EXERCISE GOAL. Reproduce the material below word for word, from the line containing "Carefully inspect this image for every instance of the column" through the end.

PROVIDED DATA.
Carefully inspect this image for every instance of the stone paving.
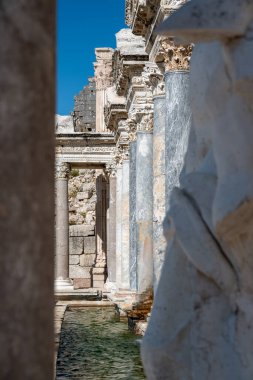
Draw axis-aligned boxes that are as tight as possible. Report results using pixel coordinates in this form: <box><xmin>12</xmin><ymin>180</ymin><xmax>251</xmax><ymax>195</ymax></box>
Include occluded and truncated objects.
<box><xmin>54</xmin><ymin>300</ymin><xmax>115</xmax><ymax>370</ymax></box>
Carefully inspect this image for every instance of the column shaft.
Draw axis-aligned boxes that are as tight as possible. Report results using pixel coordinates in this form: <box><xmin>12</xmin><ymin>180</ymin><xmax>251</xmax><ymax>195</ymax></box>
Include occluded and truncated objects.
<box><xmin>107</xmin><ymin>175</ymin><xmax>117</xmax><ymax>283</ymax></box>
<box><xmin>0</xmin><ymin>0</ymin><xmax>56</xmax><ymax>380</ymax></box>
<box><xmin>153</xmin><ymin>96</ymin><xmax>166</xmax><ymax>291</ymax></box>
<box><xmin>121</xmin><ymin>160</ymin><xmax>130</xmax><ymax>290</ymax></box>
<box><xmin>129</xmin><ymin>141</ymin><xmax>137</xmax><ymax>290</ymax></box>
<box><xmin>136</xmin><ymin>132</ymin><xmax>153</xmax><ymax>295</ymax></box>
<box><xmin>116</xmin><ymin>166</ymin><xmax>122</xmax><ymax>289</ymax></box>
<box><xmin>55</xmin><ymin>178</ymin><xmax>69</xmax><ymax>281</ymax></box>
<box><xmin>165</xmin><ymin>71</ymin><xmax>191</xmax><ymax>210</ymax></box>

WRITTEN RESPONSE.
Carefully inspect this image for every instance of the column shaft.
Draw axis-aligned boxes that are as tight as possible. Report results using pixel coordinates in this form: <box><xmin>12</xmin><ymin>180</ymin><xmax>251</xmax><ymax>195</ymax></box>
Include occluded and truncated objects.
<box><xmin>107</xmin><ymin>175</ymin><xmax>117</xmax><ymax>283</ymax></box>
<box><xmin>0</xmin><ymin>0</ymin><xmax>56</xmax><ymax>380</ymax></box>
<box><xmin>153</xmin><ymin>96</ymin><xmax>166</xmax><ymax>291</ymax></box>
<box><xmin>121</xmin><ymin>160</ymin><xmax>130</xmax><ymax>290</ymax></box>
<box><xmin>129</xmin><ymin>141</ymin><xmax>137</xmax><ymax>290</ymax></box>
<box><xmin>136</xmin><ymin>132</ymin><xmax>153</xmax><ymax>295</ymax></box>
<box><xmin>116</xmin><ymin>166</ymin><xmax>122</xmax><ymax>289</ymax></box>
<box><xmin>55</xmin><ymin>178</ymin><xmax>69</xmax><ymax>281</ymax></box>
<box><xmin>165</xmin><ymin>71</ymin><xmax>191</xmax><ymax>210</ymax></box>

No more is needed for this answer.